**PROBLEM**
In the entries below, some lines contain "antler"; work out how many and answer with the figure only.

Records from a data source:
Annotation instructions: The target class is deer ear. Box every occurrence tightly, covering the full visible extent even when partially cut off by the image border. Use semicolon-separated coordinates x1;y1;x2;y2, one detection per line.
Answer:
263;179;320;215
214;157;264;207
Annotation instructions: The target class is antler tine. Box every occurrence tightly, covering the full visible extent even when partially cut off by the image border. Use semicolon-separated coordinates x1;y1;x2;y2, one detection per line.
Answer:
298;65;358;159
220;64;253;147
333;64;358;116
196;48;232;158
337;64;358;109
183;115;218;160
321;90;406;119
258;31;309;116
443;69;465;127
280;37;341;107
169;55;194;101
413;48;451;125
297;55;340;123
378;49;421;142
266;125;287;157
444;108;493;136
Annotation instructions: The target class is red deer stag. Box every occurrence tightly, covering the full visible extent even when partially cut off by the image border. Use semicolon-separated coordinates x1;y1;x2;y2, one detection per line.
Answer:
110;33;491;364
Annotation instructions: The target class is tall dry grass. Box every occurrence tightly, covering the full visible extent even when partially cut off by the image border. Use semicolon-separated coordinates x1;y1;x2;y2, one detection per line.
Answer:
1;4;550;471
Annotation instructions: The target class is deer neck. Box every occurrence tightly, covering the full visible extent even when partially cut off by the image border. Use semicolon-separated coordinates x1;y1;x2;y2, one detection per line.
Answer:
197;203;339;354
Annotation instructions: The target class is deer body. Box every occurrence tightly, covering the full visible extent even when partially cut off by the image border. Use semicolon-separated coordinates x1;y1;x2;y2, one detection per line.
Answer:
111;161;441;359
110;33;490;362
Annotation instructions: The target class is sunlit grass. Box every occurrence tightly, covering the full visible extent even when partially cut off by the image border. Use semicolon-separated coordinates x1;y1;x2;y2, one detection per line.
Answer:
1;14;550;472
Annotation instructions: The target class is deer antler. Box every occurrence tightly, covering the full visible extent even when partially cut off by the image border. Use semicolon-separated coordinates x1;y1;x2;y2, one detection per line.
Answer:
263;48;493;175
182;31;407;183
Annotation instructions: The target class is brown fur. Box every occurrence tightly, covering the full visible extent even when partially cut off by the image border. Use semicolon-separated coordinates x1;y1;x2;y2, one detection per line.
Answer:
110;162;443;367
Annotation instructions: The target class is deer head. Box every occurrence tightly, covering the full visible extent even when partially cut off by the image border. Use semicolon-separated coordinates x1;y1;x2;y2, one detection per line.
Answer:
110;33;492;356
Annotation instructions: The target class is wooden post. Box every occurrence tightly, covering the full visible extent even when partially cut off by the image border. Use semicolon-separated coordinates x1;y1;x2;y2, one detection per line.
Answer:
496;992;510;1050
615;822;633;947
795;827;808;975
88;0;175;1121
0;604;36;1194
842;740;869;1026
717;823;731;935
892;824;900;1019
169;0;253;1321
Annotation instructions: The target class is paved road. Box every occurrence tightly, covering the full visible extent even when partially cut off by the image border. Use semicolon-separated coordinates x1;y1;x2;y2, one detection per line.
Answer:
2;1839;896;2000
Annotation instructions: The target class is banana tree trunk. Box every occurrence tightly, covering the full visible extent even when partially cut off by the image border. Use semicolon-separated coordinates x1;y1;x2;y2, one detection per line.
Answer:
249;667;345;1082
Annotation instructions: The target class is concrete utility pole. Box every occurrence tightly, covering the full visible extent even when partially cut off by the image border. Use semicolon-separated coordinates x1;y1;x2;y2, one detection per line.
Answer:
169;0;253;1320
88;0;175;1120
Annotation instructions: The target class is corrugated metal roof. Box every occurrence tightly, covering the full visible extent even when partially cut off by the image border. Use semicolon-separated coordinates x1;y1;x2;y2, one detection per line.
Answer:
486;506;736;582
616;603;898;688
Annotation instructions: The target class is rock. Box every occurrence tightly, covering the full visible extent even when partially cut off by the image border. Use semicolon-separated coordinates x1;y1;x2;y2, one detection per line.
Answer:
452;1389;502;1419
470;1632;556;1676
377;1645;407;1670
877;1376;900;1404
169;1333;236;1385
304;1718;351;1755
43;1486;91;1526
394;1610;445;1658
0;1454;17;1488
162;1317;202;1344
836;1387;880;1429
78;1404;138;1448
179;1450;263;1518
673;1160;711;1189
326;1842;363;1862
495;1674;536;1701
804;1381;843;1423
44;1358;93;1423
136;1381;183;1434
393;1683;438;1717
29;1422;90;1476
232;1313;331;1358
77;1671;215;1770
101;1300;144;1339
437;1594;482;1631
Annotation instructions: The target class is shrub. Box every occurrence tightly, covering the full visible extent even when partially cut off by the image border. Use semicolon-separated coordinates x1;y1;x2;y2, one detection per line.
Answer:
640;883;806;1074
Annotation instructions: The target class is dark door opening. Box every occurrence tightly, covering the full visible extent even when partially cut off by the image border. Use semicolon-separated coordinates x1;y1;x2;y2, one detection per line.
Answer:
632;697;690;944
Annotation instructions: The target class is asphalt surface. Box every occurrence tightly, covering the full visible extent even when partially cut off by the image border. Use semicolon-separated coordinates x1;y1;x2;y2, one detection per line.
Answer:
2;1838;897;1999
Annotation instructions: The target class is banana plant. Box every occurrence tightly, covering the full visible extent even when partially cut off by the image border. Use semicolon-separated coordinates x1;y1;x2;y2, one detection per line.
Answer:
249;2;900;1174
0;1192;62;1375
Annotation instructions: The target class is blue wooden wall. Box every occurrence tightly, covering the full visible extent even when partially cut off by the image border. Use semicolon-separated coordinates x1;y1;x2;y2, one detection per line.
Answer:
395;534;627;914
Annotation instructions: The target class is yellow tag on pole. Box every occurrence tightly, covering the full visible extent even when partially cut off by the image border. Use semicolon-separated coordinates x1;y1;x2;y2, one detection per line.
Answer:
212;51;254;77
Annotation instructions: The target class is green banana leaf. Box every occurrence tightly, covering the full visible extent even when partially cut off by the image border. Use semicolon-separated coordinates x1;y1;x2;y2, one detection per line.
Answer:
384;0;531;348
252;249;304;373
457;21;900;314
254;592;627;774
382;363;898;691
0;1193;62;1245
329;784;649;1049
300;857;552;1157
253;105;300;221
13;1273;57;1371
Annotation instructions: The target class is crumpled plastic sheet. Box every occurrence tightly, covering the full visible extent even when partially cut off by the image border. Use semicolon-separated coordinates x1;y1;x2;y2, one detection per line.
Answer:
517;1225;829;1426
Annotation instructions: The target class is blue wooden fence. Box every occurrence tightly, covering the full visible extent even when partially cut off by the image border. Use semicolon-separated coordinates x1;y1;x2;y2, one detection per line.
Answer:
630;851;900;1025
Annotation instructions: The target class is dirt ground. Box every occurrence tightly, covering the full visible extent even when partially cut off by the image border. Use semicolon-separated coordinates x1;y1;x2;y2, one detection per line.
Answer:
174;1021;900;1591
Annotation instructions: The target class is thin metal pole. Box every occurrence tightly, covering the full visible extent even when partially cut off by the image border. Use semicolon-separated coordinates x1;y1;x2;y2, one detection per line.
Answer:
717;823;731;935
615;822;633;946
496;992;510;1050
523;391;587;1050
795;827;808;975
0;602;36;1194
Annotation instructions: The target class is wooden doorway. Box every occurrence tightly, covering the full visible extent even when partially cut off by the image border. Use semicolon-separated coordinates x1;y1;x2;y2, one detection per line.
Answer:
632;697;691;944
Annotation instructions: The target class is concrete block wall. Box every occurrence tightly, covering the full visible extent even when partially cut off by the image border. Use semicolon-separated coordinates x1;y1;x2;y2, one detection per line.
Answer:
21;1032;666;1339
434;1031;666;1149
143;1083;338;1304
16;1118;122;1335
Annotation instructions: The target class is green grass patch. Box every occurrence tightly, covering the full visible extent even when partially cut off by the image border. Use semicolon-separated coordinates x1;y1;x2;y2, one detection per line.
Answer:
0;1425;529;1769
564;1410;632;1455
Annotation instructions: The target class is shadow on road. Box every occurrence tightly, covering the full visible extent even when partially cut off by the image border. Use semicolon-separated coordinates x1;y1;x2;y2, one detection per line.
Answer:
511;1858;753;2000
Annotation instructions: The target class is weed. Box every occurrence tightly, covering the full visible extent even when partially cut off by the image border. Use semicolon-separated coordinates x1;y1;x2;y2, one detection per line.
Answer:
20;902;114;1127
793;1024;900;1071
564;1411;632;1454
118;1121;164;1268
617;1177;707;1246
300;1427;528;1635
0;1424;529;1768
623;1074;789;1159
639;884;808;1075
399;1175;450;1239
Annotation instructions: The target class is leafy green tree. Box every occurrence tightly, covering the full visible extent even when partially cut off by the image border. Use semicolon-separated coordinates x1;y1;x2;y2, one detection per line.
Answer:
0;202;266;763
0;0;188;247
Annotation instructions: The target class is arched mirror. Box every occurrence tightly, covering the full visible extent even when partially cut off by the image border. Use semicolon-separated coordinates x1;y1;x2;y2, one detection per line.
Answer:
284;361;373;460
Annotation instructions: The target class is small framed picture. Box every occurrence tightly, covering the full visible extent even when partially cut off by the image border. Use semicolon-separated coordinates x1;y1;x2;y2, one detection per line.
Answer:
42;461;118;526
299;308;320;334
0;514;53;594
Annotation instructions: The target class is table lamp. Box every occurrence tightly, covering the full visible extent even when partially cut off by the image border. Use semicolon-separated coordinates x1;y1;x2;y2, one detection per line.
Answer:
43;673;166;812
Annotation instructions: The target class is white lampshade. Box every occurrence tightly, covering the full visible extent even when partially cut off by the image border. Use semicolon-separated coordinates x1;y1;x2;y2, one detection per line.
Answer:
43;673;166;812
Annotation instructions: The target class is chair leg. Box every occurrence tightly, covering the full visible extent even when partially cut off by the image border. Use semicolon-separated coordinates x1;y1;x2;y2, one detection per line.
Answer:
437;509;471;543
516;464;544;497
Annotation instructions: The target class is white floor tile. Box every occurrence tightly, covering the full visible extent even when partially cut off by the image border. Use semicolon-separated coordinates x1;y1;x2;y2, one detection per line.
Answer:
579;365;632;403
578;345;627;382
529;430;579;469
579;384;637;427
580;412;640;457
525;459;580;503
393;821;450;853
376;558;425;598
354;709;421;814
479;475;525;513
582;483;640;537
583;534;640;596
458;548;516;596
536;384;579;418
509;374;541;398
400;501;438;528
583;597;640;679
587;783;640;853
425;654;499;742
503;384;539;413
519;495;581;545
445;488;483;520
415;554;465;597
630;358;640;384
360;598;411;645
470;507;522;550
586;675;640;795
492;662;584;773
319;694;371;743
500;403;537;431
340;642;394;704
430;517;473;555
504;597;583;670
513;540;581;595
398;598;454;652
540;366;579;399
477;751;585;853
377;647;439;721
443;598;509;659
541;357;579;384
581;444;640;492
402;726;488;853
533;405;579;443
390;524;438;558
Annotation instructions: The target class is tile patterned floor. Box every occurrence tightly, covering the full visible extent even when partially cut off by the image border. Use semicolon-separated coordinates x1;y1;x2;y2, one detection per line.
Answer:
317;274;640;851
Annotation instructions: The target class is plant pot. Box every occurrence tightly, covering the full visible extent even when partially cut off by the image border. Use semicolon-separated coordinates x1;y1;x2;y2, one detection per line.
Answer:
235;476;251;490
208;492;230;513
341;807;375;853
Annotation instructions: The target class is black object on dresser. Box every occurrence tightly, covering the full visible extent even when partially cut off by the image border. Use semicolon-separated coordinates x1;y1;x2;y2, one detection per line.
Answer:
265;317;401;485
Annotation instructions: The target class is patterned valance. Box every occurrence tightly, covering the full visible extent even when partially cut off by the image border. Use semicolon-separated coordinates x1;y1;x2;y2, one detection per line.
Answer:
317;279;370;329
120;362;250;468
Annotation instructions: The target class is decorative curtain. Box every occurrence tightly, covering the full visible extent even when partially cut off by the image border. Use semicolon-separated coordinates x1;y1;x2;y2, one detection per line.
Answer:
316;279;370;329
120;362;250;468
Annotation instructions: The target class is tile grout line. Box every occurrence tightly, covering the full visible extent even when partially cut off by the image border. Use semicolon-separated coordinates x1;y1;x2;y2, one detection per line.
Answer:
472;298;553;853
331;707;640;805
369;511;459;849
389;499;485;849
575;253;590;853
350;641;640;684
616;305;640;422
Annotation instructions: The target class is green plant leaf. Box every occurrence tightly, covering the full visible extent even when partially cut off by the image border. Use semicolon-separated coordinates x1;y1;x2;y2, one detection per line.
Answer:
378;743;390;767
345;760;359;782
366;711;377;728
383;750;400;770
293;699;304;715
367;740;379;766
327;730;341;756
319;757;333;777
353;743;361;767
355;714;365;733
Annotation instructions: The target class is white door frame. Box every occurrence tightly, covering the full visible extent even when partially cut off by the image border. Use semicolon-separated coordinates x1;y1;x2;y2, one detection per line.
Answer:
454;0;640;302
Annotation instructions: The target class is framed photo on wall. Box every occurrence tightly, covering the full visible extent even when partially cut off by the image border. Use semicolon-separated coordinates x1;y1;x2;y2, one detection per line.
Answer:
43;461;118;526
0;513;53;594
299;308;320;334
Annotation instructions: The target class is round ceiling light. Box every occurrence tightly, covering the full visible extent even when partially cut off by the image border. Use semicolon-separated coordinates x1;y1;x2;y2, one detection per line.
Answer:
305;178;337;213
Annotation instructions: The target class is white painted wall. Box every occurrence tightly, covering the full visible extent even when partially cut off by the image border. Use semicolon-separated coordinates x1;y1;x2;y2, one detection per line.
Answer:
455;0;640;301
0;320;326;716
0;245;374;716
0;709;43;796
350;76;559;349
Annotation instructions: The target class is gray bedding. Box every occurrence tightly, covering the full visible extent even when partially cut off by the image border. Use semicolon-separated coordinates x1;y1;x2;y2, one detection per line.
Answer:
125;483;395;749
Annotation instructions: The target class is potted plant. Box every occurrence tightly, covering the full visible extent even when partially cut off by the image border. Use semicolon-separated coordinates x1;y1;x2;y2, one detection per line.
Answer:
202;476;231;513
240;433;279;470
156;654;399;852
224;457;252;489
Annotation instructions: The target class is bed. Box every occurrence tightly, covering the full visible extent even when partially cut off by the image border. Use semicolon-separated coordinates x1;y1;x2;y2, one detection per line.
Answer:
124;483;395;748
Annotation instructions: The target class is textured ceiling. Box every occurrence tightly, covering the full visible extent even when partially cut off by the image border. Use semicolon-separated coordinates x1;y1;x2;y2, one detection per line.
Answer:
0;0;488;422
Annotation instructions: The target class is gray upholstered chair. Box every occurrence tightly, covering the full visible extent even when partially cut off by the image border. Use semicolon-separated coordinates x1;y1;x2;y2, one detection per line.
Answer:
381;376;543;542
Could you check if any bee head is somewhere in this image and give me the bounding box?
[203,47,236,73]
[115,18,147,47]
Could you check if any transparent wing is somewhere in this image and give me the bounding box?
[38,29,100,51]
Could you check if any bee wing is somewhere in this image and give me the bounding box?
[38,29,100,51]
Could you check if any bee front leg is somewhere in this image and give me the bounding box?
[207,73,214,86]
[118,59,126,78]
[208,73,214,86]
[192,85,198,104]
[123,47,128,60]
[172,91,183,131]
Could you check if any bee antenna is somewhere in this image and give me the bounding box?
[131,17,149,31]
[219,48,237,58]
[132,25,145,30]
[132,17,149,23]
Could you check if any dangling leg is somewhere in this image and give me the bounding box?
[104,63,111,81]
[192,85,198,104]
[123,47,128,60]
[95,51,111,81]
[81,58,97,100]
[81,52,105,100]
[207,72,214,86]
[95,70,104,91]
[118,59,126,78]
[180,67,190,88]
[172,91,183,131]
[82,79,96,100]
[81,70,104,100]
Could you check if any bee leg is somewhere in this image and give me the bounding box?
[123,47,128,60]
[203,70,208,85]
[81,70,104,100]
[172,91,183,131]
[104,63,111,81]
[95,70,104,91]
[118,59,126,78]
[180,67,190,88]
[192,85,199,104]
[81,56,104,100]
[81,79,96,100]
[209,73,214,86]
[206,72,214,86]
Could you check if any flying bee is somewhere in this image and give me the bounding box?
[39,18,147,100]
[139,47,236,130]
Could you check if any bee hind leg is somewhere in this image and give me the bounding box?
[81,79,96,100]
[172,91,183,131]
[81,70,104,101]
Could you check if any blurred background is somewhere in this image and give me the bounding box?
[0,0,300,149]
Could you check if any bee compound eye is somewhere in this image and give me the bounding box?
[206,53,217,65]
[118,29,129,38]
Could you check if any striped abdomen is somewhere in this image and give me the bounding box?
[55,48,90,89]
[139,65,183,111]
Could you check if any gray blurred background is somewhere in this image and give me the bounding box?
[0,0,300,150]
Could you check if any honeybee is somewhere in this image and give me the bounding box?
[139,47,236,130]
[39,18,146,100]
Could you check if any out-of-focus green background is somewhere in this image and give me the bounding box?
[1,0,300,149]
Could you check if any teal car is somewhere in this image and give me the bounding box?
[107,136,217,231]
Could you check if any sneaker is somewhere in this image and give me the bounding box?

**COMPLETED EXERCISE**
2